Input rows:
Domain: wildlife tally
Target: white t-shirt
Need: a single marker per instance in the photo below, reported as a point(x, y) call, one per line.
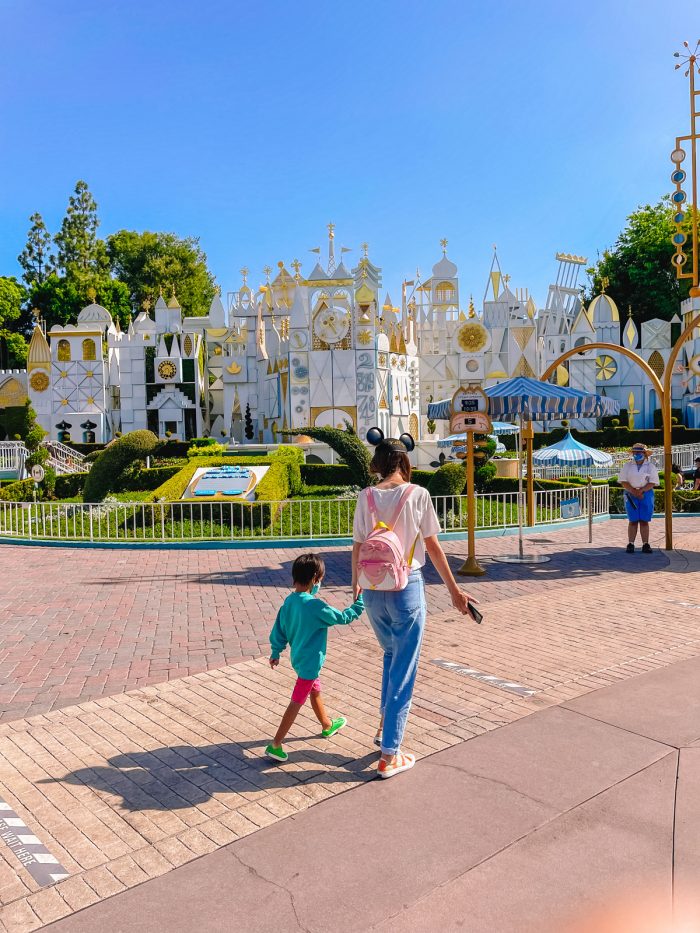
point(417, 519)
point(639, 475)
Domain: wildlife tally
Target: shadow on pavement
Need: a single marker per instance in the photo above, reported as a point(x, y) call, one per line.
point(182, 776)
point(579, 562)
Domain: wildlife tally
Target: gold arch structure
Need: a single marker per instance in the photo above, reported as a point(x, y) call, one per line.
point(665, 401)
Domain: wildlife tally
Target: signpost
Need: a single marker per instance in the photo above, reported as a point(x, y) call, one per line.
point(470, 414)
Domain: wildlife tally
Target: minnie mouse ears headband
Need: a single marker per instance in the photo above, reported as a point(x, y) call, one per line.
point(404, 444)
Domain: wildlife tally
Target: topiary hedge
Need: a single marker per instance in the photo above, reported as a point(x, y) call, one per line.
point(448, 480)
point(114, 459)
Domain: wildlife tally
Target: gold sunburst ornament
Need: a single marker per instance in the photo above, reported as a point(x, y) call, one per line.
point(606, 367)
point(166, 369)
point(472, 337)
point(39, 382)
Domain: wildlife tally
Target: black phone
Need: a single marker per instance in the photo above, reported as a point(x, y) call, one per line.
point(474, 613)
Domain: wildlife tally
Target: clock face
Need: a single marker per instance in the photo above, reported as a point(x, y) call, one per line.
point(332, 324)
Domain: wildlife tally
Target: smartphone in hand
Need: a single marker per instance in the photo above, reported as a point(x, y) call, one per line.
point(474, 613)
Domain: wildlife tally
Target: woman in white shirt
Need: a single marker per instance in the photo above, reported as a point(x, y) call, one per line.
point(398, 616)
point(638, 477)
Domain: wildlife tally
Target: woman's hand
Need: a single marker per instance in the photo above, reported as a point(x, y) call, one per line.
point(461, 600)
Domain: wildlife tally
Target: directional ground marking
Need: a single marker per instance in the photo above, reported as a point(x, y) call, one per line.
point(499, 682)
point(42, 866)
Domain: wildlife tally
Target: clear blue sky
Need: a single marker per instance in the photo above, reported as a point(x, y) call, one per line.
point(532, 124)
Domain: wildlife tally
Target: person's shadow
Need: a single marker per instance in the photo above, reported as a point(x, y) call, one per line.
point(182, 776)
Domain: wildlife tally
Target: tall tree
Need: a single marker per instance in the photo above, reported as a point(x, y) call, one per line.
point(36, 258)
point(147, 262)
point(14, 345)
point(638, 271)
point(79, 250)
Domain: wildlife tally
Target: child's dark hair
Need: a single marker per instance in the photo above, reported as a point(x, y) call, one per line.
point(308, 567)
point(390, 457)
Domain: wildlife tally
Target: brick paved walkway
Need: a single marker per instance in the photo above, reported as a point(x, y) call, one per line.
point(124, 787)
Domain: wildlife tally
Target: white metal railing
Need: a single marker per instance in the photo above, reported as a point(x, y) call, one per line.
point(12, 457)
point(682, 454)
point(254, 521)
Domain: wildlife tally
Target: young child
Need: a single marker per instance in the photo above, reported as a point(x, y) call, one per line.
point(303, 623)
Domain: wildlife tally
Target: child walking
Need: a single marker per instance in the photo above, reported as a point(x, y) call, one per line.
point(303, 623)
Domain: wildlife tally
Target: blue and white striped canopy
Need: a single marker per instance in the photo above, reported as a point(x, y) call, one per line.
point(536, 401)
point(569, 451)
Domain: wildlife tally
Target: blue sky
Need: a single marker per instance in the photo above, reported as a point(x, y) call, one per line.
point(534, 125)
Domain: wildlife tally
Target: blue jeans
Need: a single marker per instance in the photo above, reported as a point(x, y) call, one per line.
point(398, 620)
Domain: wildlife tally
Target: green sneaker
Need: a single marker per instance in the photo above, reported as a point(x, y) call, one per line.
point(335, 726)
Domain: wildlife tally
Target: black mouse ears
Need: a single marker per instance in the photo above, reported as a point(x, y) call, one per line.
point(376, 436)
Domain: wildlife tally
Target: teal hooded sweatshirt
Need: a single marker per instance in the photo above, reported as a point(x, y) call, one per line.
point(303, 623)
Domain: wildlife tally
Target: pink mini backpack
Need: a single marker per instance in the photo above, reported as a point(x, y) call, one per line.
point(382, 563)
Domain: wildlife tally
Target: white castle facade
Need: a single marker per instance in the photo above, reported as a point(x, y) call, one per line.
point(325, 348)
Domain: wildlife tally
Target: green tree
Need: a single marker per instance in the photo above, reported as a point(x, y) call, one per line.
point(147, 262)
point(638, 271)
point(79, 250)
point(36, 258)
point(13, 352)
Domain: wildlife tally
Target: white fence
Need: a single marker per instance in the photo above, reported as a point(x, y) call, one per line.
point(683, 454)
point(236, 521)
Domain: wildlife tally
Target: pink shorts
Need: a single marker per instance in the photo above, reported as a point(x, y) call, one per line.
point(302, 689)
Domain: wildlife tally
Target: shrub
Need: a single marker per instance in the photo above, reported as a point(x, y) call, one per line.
point(69, 485)
point(293, 457)
point(449, 480)
point(114, 459)
point(347, 445)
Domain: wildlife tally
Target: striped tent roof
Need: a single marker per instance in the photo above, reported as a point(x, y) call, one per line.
point(569, 451)
point(535, 401)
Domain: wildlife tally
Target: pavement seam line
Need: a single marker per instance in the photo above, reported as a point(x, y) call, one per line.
point(514, 842)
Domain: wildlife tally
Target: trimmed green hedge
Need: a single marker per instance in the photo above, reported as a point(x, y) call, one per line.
point(114, 459)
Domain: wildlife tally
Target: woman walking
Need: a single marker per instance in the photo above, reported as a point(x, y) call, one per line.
point(638, 477)
point(398, 615)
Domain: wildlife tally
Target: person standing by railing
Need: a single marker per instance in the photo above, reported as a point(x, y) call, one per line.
point(638, 477)
point(398, 616)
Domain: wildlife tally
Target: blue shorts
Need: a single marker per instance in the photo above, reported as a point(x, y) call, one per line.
point(640, 510)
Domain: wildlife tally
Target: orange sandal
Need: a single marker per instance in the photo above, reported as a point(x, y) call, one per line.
point(402, 763)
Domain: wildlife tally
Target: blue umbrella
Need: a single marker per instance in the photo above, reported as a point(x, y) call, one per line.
point(569, 451)
point(533, 400)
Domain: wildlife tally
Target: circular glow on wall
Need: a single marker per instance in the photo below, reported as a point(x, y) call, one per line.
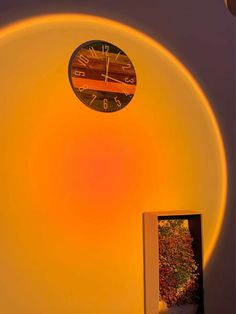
point(74, 181)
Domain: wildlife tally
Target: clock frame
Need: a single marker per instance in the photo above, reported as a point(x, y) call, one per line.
point(102, 76)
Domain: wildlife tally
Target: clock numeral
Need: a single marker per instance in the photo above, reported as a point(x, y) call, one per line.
point(126, 94)
point(79, 73)
point(126, 67)
point(83, 87)
point(94, 97)
point(83, 60)
point(105, 104)
point(105, 49)
point(92, 51)
point(118, 102)
point(117, 55)
point(127, 80)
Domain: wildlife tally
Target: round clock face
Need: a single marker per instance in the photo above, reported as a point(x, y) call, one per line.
point(102, 76)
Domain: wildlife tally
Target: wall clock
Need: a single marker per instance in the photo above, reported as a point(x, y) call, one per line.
point(102, 76)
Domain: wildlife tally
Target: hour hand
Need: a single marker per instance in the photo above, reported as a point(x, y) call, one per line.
point(111, 78)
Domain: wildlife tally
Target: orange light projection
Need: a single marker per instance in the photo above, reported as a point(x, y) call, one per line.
point(74, 181)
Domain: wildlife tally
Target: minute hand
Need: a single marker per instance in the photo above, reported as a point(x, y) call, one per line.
point(113, 79)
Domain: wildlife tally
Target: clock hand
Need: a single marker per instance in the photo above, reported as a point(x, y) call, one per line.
point(107, 66)
point(113, 79)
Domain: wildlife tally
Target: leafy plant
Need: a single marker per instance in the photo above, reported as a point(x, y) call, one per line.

What needs to be done: Extract all lines of the material above verbatim, from first to last, leaving out the pictures.

Solution:
Domain: wildlife tally
Target: white t-shirt
Need: a single marker per instance in the photo below, reported as a point(x, y) call, one per line.
point(417, 519)
point(639, 475)
Domain: wildlife tally
Target: shadow on pavement
Need: a single marker per instance in the photo above, reported as a point(x, y) call, one per line.
point(182, 776)
point(579, 562)
Domain: wildlife tally
Target: gold arch structure
Need: a single marker per instance in the photo above, reported as a point(x, y) call, one per line.
point(665, 401)
Domain: wildlife tally
Target: signpost
Need: a single marker per instance in the photo above, reported as a point(x, y) call, one per line.
point(470, 414)
Domain: wildlife tally
Target: minnie mouse ears headband
Need: a single marker per instance in the photo above, reported as a point(x, y) call, one per line.
point(404, 444)
Domain: wildlife tally
Target: topiary hedge
Need: a single marker per instance in the photo above, reported as a point(x, y) call, one per line.
point(448, 480)
point(114, 459)
Domain: wildlife tally
Target: gold sunburst ornament
Need: a single marker per instance in the photo above, reported as a point(x, y) call, one per line.
point(606, 367)
point(166, 369)
point(472, 337)
point(39, 382)
Domain: wildlife tally
Target: black phone
Need: a single marker per instance in the photo above, reported as a point(x, y) call, one per line.
point(474, 613)
Domain: wildlife tally
Target: clock face
Need: a single marker per instance in the photo above, reported as a point(x, y) call, one per line.
point(332, 324)
Domain: wildlife tally
Target: smartphone in hand
Need: a single marker per instance in the photo above, reported as a point(x, y) call, one per line.
point(474, 613)
Domain: wildlife tally
Target: woman in white shirt
Need: a single marker per instance in the photo above, reported as a point(x, y) call, one per line.
point(398, 616)
point(638, 477)
Domain: wildlife tally
Target: woman's hand
Need: a single marker per instance in the photo above, reported as a point(x, y) call, one per line.
point(461, 600)
Domain: wildlife tally
Target: directional ground marking
Need: a single marker per instance in the photo above, reported as a point(x, y) call, one per line.
point(499, 682)
point(42, 866)
Domain: wildlife tally
Target: clear blue sky
Need: a single marker per instance in the photo above, reported as a point(x, y) call, one per line.
point(532, 124)
Domain: wildlife tally
Target: person's shadow
Need: a single marker per instance in the photo above, reported as a point(x, y) call, one per line.
point(182, 776)
Domain: wildlife tally
Target: tall tree
Need: a single marker per instance in the photo above, reported as a point(x, y) call, one per line.
point(36, 258)
point(147, 262)
point(14, 345)
point(638, 271)
point(79, 250)
Domain: wildlife tally
Target: child's dark hair
Need: a single marker per instance in the photo above, reported as a point(x, y) call, one per line.
point(308, 567)
point(390, 457)
Domain: wildlife tally
Target: brick paved walkway
Need: a single marker per instance in the photo above, reported as a point(x, y) call, one per line.
point(124, 787)
Domain: wildlife tally
Target: white metal railing
Need: a single marker per instance in the photo above, reported as a point(x, y) call, one per line.
point(12, 457)
point(682, 454)
point(254, 521)
Domain: wildlife tally
Target: young child
Need: a single marker per instance in the photo above, reported as a point(x, y) call, one per line.
point(303, 623)
Domain: wildlife tally
Target: child walking
Need: a single marker per instance in the photo above, reported as a point(x, y) call, one per line.
point(303, 623)
Domain: wildlife tally
Target: blue and white striped canopy
Need: a single marker per instance in the photo above, reported as a point(x, y) call, one per line.
point(536, 401)
point(569, 451)
Domain: wildlife tally
Target: blue sky
Need: a single marker per instance in the photo above, reported as a point(x, y) call, one per line.
point(534, 125)
Domain: wildlife tally
Target: blue jeans
Need: a single marker per instance in the photo above, reported as a point(x, y) call, one per line.
point(398, 620)
Domain: wildlife tally
Target: green sneaker
Need: a single marker per instance in the photo above, reported as a point(x, y) call, one per line.
point(335, 726)
Domain: wildlife tally
Target: black mouse ears
Need: a single marker per instance in the photo above, reported as a point(x, y) call, one per line.
point(376, 436)
Domain: wildlife tally
Target: teal hooded sweatshirt
Need: a single marker per instance in the photo above, reported as a point(x, y) call, one per line.
point(303, 623)
Domain: wildlife tally
Target: pink mini backpack
Need: a single marker per instance in the photo above, reported as a point(x, y) call, one per line.
point(382, 563)
Domain: wildlife tally
Target: white castle facade
Need: a single marker per instance in the photo above, reported as a point(x, y) call, one per line.
point(325, 348)
Domain: wildlife tally
Target: green tree
Need: a single marker per instance in the photo above, reported as a point(x, y) call, one per line.
point(147, 262)
point(638, 271)
point(79, 250)
point(36, 258)
point(13, 352)
Domain: wildlife tally
Target: white fence
Need: a single marker per instance in the photo above, reported as a point(x, y) call, one per line.
point(683, 454)
point(236, 521)
Domain: wildlife tally
Target: pink shorts
Need: a single marker per instance in the photo above, reported as a point(x, y) call, one per line.
point(302, 689)
Domain: wildlife tally
Target: shrub
Need: a single marker per instance in the photo above, reported as a point(x, y) call, one per line.
point(69, 485)
point(293, 457)
point(449, 480)
point(114, 459)
point(347, 445)
Domain: wildlife tally
Target: striped tent roof
Need: a single marker per instance in the photo above, reported as a point(x, y) call, one per line.
point(569, 451)
point(535, 401)
Domain: wildlife tally
Target: pavement seam line
Need: a single marker per instance in the photo above, reported as a point(x, y) call, one per line.
point(514, 842)
Domain: wildlife tally
Target: trimmed green hedge
Need: a single marker per instance in the photo above, reported as a point(x, y) call, one per line.
point(114, 459)
Domain: wildlife tally
Target: woman walking
Need: a single marker per instance in the photo above, reported as a point(x, y) call, one per line.
point(638, 477)
point(398, 615)
Domain: wildlife tally
Target: person standing by railing
Need: a single marker per instance in the photo above, reported as a point(x, y) call, one per line.
point(638, 477)
point(398, 616)
Domain: wildlife tally
Target: blue shorts
Need: a single marker per instance in the photo above, reported as a point(x, y) call, one per line.
point(640, 510)
Domain: wildlife tally
Target: orange sandal
Need: a single marker per instance in the photo above, reported as a point(x, y) call, one per line.
point(402, 763)
Domain: wildlife tally
Target: blue umbrella
Need: a single marker per instance in the photo above, reported as a point(x, y) call, one per line.
point(569, 451)
point(533, 400)
Domain: wildlife tally
Target: circular glow on wall
Need: a single marker per instance in the photo below, reported as a point(x, y) call, one per line.
point(74, 181)
Domain: wildlife tally
Target: clock frame
Need: a single marker per instance in the photo above, reported as a point(x, y) call, one per line.
point(102, 76)
Domain: wildlife tally
Target: clock numeral
Need: a single marker per instance in the photo above, reported as a point(x, y) call, one per line.
point(126, 94)
point(79, 73)
point(126, 67)
point(83, 87)
point(94, 97)
point(83, 60)
point(105, 104)
point(105, 49)
point(92, 51)
point(118, 102)
point(117, 55)
point(127, 80)
Domain: wildlife tally
Target: round clock face
Need: a single marker per instance in the photo above, reported as a point(x, y) call, one per line.
point(102, 76)
Domain: wildlife tally
Target: wall clock
Need: a single marker per instance in the photo above, reported as a point(x, y) call, one per line.
point(102, 76)
Domain: wildlife tally
Target: hour hand
Need: a single marker per instance in the photo above, reported as a point(x, y) call, one per line.
point(111, 78)
Domain: wildlife tally
Target: orange light projection
Need: a single marker per instance in the photo above, reported as a point(x, y) call, one per line.
point(74, 181)
Domain: wildlife tally
Target: minute hand
Need: a single marker per instance in the photo above, reported as a point(x, y) call, one per line.
point(113, 79)
Domain: wildlife tally
Target: clock hand
Need: a single marker per instance in the photo above, reported as a point(x, y) call, one per line.
point(107, 66)
point(113, 79)
Domain: wildlife tally
Target: leafy plant
Need: a single marker per instance in the photo above, reported as a point(x, y) call, one per line.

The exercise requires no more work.